**SELECTED PASSAGE**
----------------

One former detainee – Syrian activist Amer Matar – described how he saw Raslan attend protests to “memorize protesters’ faces.” He later testified in Koblenz that Raslan personally beat him and called him a “son of a bitch” at the al-Khatib prison branch.

Another detainee, Yaser Abdul Samad Karmi, said that he was beaten “all over the body” and shocked with high voltage electricity on his “thighs, shoulders and genitals.”

Raslan, in a statement read out by his lawyers, told the court that he tried to help detainees in Branch 251, but he “no longer had any influence” because he came from an opposition-affiliated region in Homs, Syria.

He also said that he would accept the verdict of the court, because he “believes in German law and justice.”

Raslan defected from the Syrian regime and fled to Jordan in 2012, briefly becoming an opposition activist before being granted asylum in Germany in 2014.

Raslan first came to the attention of German police after filing a report with authorities alleging that he was being followed by Syrian regime officials in 2015. Two years later, Raslan was being interviewed by police regarding an investigation into another Syrian suspected of inflicting violence on protesters.

----------------

**SOURCE DATA**
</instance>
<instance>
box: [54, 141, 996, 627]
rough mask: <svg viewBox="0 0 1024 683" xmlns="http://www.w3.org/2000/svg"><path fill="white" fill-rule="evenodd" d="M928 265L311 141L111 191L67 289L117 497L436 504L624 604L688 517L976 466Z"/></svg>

----------------

**TASK REQUIREMENTS**
a - In the report on Raslan's trial, what year was Raslan granted asylum in Germany?
b - Pick up the report on Raslan's trial after its final sentence and carry it forward.

**EXERCISE ANSWERS**
a - 2014

b -
Throughout the course of the interview, police realized that he might have been complicit in torture through his role as an intelligence officer in Syria and opened up an investigation into Raslan. In 2019, he was arrested along with another former security official, Eyad A, and preparations for a trial began.

The charging of Raslan is possible due to a German law passed in 2002 which affirms the principle of universal jurisdiction. This allows German courts to try individuals for crimes designated in the Rome Statute of the International Criminal Court, even if the crimes were committed outside of Germany.

In Spain, a case was initiated against Ali Mamlouk, Syria’s intelligence chief who is under Western sanction, for “acts of terrorism.” The Spanish National Court dismissed the case however, as Spain does not use the principle of universal jurisdiction.